TASKS TO CARRY OUT
1. In the Northumberland nature blog post, what about the sepal appendages showed that the violet was a Hairy Violet?
2. Write the next part of the Northumberland nature blog post, picking up right after its final sentence.

Wednesday, March 30, 2022

False Spring.

 After a week of false spring, normal Northumberland spring has arrived. Its 4 degrees with a northerly wind and hail. This should be around until June give or take an odd glitch away. 

Still during the better weather although bird migrants remained elusive on the patch, a few moths, bees and plants sparked some interest.

Not being a plantsman, even common species can be lifers, so I was pleased with this Hairy Violet in the dunes south of Amble last week. It is very like Sweet Violet so I had to go back on Sunday for some confirmation pics after I knew what to look for.

Hairy Violet Viola hirsuta 

Those green things holding the flower are sepals. They are rounded making it either Sweet or Hairy. ( How many hits will that get me!) At the top of those are the sepal appendages (flaps, another hit counter gem). They are folded up to the stem not pointing away making this a Hairy Violet. It also had very hairy leaf stems. 

Another lifer, this time a likely first for Northumberland, was even more bizarre. On Sunday, I was photographing some small Moschatel plants on the alluvial deposits on the banks of the River Aln near Greenrigg when I noticed that one or two leaves had a distinctly mangy look to them. They were covered in spore like brown specks. I took photos of this feature and wondered if it was a smut or a rust of some kind, a small fungi related organism. Sure enough it is the parasitic host specific Moschatel Rust Puccinia adoxae. Probably no wonder it hasn't been recorded here before....who would!

Moschatel showing Moschatel Rust Puccinia adoxae on the leaves. 

Meanwhile, the moth traps have been reasonable. The Robinson in the garden has been out performed by the little bucket LED battery trap in the woods. Woods are best at this time of year while my garden is a bit exposed.

ITEMS
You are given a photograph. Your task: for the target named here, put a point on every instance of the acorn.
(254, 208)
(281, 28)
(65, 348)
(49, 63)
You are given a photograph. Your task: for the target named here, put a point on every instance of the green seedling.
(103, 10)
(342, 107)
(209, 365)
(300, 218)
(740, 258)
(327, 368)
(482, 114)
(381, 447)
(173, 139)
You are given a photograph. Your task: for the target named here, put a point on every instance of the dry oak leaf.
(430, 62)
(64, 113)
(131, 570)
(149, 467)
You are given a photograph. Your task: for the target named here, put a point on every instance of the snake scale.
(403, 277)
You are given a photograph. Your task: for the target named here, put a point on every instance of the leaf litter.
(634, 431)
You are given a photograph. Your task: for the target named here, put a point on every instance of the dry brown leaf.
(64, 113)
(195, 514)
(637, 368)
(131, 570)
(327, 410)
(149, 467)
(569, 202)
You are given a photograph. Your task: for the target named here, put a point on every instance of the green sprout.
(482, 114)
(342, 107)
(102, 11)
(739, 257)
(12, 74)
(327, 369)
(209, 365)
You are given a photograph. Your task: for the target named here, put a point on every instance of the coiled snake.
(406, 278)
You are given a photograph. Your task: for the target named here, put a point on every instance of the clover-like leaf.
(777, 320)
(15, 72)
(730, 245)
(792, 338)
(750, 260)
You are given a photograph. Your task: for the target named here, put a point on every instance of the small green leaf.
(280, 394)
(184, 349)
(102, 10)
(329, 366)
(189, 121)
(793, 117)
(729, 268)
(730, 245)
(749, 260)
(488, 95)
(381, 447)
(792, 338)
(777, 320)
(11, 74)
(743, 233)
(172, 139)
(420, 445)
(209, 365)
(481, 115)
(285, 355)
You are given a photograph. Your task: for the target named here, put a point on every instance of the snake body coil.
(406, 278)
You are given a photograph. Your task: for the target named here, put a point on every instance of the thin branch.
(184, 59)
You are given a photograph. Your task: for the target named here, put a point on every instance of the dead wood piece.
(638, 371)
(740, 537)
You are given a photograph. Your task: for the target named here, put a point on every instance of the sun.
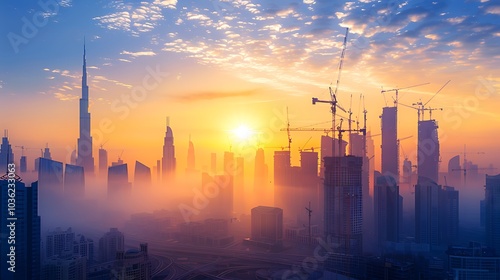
(243, 132)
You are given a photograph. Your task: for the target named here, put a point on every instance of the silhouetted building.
(448, 210)
(389, 268)
(190, 158)
(25, 228)
(74, 180)
(427, 212)
(133, 264)
(168, 159)
(213, 163)
(110, 243)
(221, 188)
(103, 162)
(65, 267)
(428, 150)
(6, 154)
(327, 146)
(118, 184)
(239, 199)
(59, 243)
(84, 151)
(473, 262)
(267, 225)
(142, 175)
(50, 176)
(343, 203)
(390, 152)
(492, 212)
(282, 176)
(84, 247)
(23, 164)
(454, 170)
(262, 192)
(387, 210)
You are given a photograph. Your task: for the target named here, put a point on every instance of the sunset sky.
(221, 65)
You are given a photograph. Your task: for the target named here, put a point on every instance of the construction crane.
(421, 106)
(333, 94)
(340, 130)
(396, 100)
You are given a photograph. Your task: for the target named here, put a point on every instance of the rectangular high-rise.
(387, 210)
(390, 153)
(492, 212)
(26, 230)
(343, 205)
(427, 212)
(84, 151)
(428, 150)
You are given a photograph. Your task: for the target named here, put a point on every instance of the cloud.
(135, 19)
(203, 96)
(65, 96)
(141, 53)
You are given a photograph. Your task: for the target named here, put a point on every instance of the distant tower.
(118, 185)
(390, 154)
(110, 243)
(213, 163)
(427, 212)
(344, 203)
(46, 152)
(84, 152)
(261, 187)
(103, 162)
(142, 175)
(74, 181)
(27, 230)
(190, 163)
(492, 211)
(168, 159)
(428, 150)
(6, 155)
(387, 211)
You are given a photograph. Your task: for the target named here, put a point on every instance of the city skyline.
(391, 170)
(189, 92)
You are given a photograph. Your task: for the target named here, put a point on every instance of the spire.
(84, 70)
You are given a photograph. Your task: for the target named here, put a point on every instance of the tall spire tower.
(168, 159)
(84, 152)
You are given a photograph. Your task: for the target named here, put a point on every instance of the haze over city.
(186, 98)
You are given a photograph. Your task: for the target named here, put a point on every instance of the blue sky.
(249, 51)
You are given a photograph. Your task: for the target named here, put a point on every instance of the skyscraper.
(74, 181)
(118, 185)
(343, 203)
(190, 160)
(261, 182)
(59, 242)
(390, 154)
(50, 176)
(84, 151)
(240, 200)
(428, 150)
(448, 209)
(6, 155)
(267, 225)
(142, 175)
(427, 211)
(168, 159)
(26, 231)
(387, 211)
(110, 243)
(492, 212)
(103, 162)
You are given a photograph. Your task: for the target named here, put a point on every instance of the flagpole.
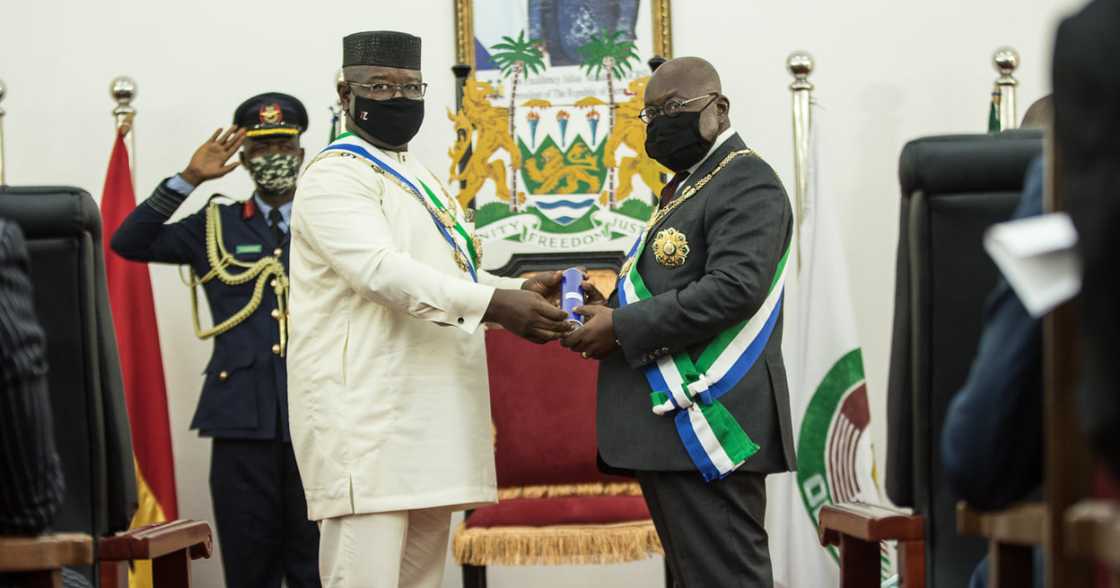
(3, 90)
(123, 90)
(1006, 61)
(800, 65)
(337, 120)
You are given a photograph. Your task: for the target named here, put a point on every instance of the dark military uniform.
(258, 496)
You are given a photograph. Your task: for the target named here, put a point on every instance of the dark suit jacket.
(991, 444)
(737, 227)
(251, 402)
(1086, 128)
(30, 473)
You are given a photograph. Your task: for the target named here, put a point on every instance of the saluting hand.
(210, 160)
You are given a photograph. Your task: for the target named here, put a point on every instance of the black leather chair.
(63, 230)
(953, 188)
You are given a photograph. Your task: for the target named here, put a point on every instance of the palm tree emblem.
(612, 55)
(520, 57)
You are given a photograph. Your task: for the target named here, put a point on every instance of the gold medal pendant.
(460, 260)
(671, 248)
(478, 248)
(626, 267)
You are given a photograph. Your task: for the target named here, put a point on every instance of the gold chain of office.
(660, 214)
(267, 271)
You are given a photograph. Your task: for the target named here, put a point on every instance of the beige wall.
(888, 71)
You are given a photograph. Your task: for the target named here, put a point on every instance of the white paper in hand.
(1038, 259)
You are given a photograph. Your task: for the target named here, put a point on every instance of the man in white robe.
(390, 403)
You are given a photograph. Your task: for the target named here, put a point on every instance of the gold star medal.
(671, 248)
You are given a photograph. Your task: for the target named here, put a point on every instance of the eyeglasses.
(672, 108)
(383, 91)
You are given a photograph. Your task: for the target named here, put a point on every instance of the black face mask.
(675, 142)
(393, 122)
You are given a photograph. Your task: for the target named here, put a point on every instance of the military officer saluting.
(238, 253)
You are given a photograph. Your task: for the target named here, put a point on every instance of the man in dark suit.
(239, 253)
(30, 472)
(1086, 128)
(694, 329)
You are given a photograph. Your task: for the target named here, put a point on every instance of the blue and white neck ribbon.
(466, 249)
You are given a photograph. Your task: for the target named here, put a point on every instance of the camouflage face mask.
(274, 171)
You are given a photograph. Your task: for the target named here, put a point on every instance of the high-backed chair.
(953, 188)
(63, 232)
(554, 505)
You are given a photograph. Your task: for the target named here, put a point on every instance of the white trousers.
(406, 549)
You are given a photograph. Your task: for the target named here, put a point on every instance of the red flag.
(138, 342)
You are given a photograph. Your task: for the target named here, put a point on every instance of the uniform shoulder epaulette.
(222, 198)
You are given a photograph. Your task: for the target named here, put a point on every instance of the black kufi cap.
(386, 48)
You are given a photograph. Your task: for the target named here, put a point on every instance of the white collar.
(716, 145)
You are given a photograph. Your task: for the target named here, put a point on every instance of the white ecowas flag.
(828, 398)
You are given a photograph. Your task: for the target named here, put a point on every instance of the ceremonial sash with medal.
(689, 391)
(464, 245)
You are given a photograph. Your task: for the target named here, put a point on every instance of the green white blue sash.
(689, 391)
(466, 249)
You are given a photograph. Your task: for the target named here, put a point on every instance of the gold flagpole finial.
(123, 90)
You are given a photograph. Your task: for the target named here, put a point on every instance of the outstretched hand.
(210, 160)
(546, 283)
(550, 283)
(596, 338)
(528, 315)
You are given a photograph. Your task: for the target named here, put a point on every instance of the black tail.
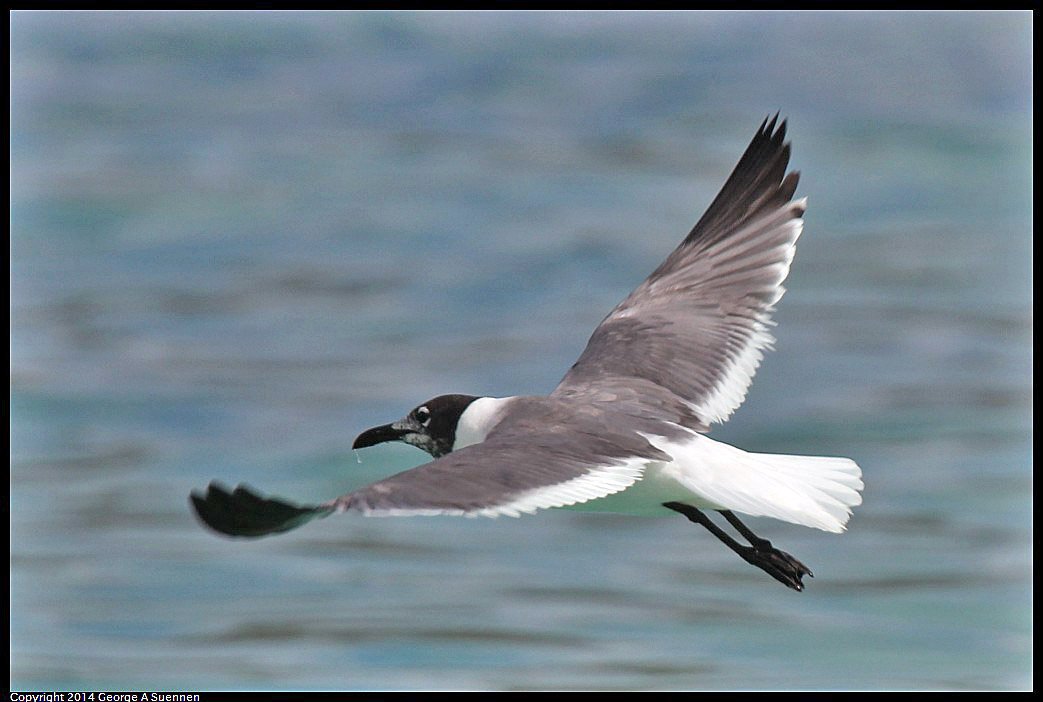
(242, 512)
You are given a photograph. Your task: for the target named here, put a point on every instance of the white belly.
(646, 497)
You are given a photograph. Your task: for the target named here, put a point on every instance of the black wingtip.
(242, 512)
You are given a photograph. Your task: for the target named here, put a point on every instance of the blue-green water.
(237, 240)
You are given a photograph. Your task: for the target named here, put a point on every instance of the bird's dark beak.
(392, 432)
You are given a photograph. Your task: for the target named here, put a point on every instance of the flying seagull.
(625, 430)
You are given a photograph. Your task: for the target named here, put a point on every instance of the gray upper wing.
(692, 334)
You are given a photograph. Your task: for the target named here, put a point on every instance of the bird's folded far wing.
(695, 330)
(242, 512)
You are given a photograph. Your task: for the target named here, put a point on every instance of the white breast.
(478, 420)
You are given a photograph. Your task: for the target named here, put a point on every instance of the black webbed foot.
(778, 564)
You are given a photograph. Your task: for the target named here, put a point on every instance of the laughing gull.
(625, 430)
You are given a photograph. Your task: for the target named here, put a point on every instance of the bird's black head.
(430, 427)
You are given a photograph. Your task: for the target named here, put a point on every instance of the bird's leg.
(777, 563)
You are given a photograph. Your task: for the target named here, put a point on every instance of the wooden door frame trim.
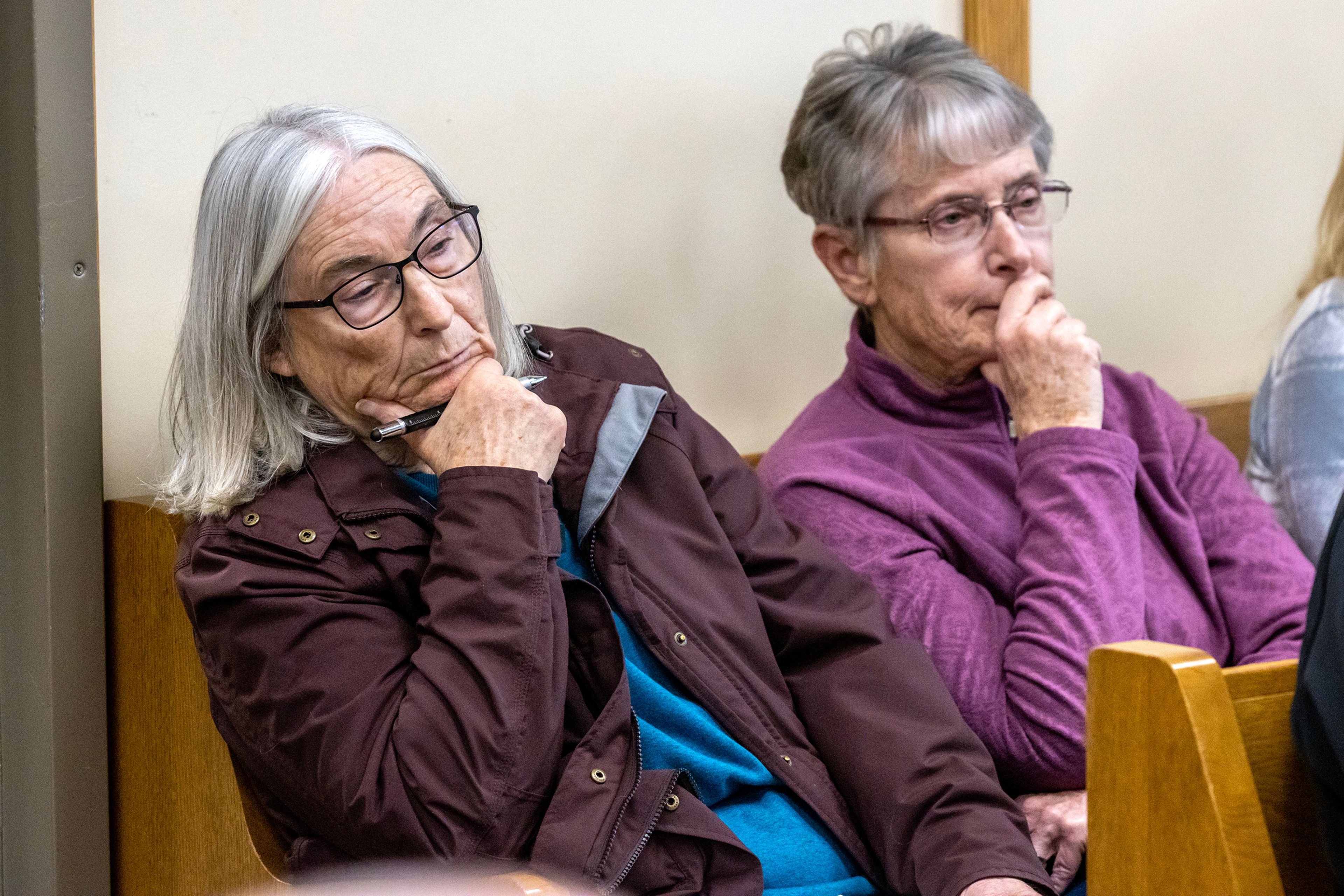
(53, 671)
(1000, 31)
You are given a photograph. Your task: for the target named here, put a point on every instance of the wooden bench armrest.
(1172, 806)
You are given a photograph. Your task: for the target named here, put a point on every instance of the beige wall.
(624, 155)
(625, 159)
(1201, 137)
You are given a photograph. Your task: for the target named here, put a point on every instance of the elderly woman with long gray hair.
(561, 627)
(1015, 502)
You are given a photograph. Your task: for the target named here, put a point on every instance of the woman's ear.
(839, 251)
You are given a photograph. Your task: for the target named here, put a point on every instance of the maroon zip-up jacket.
(401, 682)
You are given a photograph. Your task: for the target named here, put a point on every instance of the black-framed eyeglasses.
(1034, 207)
(374, 296)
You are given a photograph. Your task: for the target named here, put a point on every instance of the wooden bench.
(182, 823)
(1194, 785)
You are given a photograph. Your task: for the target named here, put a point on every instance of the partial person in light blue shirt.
(1297, 419)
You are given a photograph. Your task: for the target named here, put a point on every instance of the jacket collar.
(357, 484)
(881, 382)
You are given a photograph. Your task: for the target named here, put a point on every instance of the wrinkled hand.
(491, 421)
(1049, 368)
(1058, 827)
(999, 887)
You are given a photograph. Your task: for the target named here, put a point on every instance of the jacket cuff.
(1062, 446)
(482, 503)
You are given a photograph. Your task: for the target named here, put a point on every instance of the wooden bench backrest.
(1194, 785)
(1229, 419)
(179, 819)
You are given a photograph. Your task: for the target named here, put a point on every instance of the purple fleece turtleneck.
(1011, 559)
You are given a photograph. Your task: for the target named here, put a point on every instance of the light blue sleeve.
(1304, 428)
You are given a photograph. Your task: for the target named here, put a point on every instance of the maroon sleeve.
(390, 738)
(921, 785)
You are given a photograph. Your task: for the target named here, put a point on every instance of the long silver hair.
(236, 425)
(920, 96)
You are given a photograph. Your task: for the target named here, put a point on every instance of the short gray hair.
(923, 94)
(236, 425)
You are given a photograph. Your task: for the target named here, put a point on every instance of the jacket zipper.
(648, 833)
(639, 760)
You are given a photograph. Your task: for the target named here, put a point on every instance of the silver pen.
(427, 418)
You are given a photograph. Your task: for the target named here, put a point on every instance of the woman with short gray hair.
(498, 595)
(1015, 500)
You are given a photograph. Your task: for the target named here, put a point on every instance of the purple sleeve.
(1260, 576)
(1018, 673)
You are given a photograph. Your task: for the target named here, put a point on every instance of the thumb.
(994, 371)
(1068, 860)
(382, 410)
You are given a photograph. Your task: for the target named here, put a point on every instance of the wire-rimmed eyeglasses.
(1034, 207)
(374, 296)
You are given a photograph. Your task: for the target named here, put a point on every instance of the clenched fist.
(1049, 368)
(491, 421)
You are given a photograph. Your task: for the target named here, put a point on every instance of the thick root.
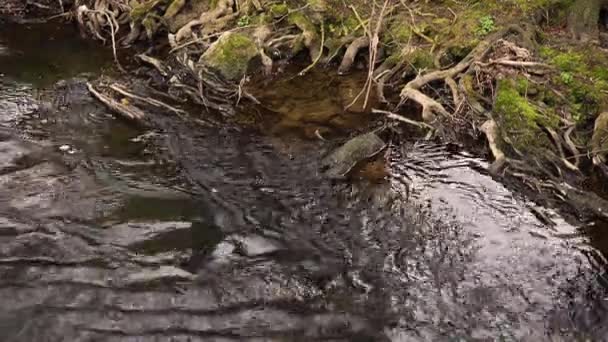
(351, 53)
(224, 7)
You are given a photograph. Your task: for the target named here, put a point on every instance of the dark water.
(198, 233)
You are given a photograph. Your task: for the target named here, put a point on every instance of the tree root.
(351, 53)
(223, 7)
(430, 107)
(490, 129)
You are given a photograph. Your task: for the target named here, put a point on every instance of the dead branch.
(156, 103)
(403, 119)
(351, 53)
(127, 112)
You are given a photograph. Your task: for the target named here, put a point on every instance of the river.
(213, 232)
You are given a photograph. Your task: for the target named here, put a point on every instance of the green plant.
(566, 77)
(486, 25)
(244, 21)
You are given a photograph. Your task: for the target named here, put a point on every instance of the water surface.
(194, 233)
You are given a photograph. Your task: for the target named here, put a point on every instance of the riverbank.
(509, 78)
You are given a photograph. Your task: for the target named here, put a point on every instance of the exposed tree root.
(351, 53)
(223, 8)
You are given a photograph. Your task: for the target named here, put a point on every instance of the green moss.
(519, 118)
(231, 55)
(279, 10)
(583, 77)
(140, 10)
(302, 22)
(174, 8)
(422, 59)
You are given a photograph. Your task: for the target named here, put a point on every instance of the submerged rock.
(163, 273)
(230, 55)
(340, 162)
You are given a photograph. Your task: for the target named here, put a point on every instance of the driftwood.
(128, 112)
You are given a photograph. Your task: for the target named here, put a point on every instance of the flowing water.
(109, 232)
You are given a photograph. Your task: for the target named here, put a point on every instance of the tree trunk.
(583, 21)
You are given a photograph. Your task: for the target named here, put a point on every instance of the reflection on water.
(42, 54)
(213, 234)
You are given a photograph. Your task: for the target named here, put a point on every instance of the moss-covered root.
(223, 8)
(584, 17)
(230, 55)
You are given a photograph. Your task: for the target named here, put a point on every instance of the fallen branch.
(403, 119)
(490, 129)
(351, 53)
(127, 112)
(148, 100)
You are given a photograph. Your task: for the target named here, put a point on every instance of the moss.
(319, 5)
(519, 118)
(279, 10)
(174, 8)
(302, 22)
(422, 59)
(140, 10)
(583, 77)
(230, 55)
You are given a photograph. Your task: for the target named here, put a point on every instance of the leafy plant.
(244, 21)
(566, 77)
(486, 25)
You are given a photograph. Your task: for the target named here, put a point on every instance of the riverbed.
(220, 232)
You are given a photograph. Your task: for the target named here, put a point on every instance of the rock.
(599, 140)
(163, 273)
(230, 55)
(339, 163)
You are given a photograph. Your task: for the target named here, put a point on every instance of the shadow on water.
(111, 233)
(41, 54)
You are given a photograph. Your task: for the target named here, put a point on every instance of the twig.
(318, 58)
(131, 113)
(401, 118)
(148, 100)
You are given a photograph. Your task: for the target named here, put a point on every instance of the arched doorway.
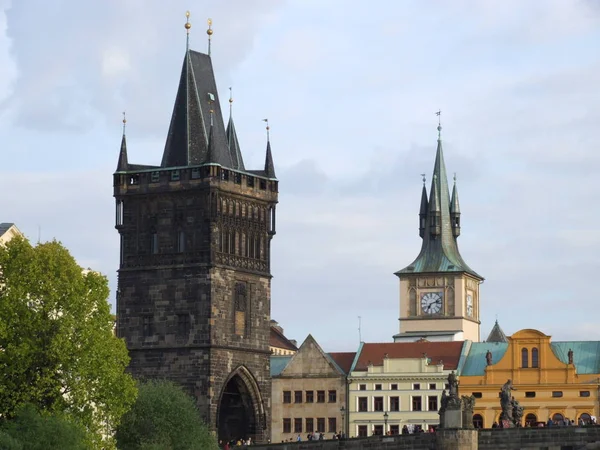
(530, 420)
(585, 419)
(240, 411)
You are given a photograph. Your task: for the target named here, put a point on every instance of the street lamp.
(385, 416)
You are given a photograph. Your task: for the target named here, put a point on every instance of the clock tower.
(439, 292)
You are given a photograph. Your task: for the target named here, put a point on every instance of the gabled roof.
(439, 253)
(278, 363)
(187, 141)
(448, 352)
(278, 340)
(497, 335)
(343, 360)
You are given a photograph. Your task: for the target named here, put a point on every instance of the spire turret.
(423, 209)
(123, 164)
(269, 166)
(237, 161)
(455, 210)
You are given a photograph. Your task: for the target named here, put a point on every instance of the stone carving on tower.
(439, 292)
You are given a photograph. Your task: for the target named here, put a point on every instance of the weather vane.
(209, 32)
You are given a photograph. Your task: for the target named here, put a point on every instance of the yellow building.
(396, 384)
(558, 380)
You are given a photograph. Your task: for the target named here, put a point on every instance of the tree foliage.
(164, 417)
(58, 351)
(28, 430)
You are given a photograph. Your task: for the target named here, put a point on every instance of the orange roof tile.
(448, 352)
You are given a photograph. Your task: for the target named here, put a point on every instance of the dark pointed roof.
(187, 141)
(269, 166)
(439, 253)
(454, 204)
(497, 335)
(123, 165)
(234, 146)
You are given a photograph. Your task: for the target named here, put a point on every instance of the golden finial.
(209, 32)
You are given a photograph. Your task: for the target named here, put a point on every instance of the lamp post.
(385, 416)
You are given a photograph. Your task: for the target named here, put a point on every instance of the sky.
(350, 89)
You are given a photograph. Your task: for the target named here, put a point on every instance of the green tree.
(32, 431)
(164, 417)
(58, 350)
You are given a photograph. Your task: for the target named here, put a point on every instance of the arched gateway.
(241, 413)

IN RESPONSE
1. They were folded up to the stem instead of pointing away.

2.
A bucket trap in the wood.

The catch.

Early Tooth Striped

Emmelina monodactyla

Shoulder Stripe 

On the plus side, the Bempton Black browed Albatross is back today. After last years dip, I hope it settles into a routine...

Wednesday, March 23, 2022

What a Star...

Yellow Star of Bethlehem Gagea lutea 

At lunchtime yesterday, I took a trip west, to Morpeth, to twitch a very special plant, the Yellow Star of Bethlehem Gagea lutea.  

The name Gagea comes from the 18th century botanist Thomas Gage. It is a rare plant in Northumberland and quite scarce or difficult to find anywhere in the UK. Often when spring has poor weather it doesn't flower at all. The leaves are similar to Bluebell at this time of year and it grows in riparian woodlands where Bluebells occur so it would be beyond my botany skills to look for it on vegetation alone.

Leaving the car in the small woodland car park, it was only a hundred metres or so on a pleasantly warm sunny afternoon to the spot. The area was dotted with Celandines and Anemones as bumblebees buzzed around the leaf litter. An angler beginning his season with the fly, bid me a good morning with a suspicious look as he passed. Maybe he thought I was the bailiff on the opening day watching for poachers?

For the first time I used the 'What 3 Words' app and a 3 mtr square ref given to me by a friend to put me on the exact place. It was very accurate too, well worth using in situations such as this.

In a small patch only two metres by one, around 20 flower spikes stood up, the lime-yellow star shaped flowers like tiny daffodils facing the sunshine. It was much more delicate than imagined, a lovely little plant. Things almost took a downturn when a Border Collie named 'Moss' saw me crouching for photos and came across to stand, smack in the middle of the flowers! Luckily I soon encouraged him that this was not a good idea and off he went with his owner leaving no damage to the flora.

A new species for me and a nice way to spend a spring lunchtime.


Monday, March 21, 2022


 Out and about recently, its been cold but dry and, dont say it, breezy. Later this week we are due a warmer spell so I'm looking forward to that. Its Equinox today too, so there's more day than dark now.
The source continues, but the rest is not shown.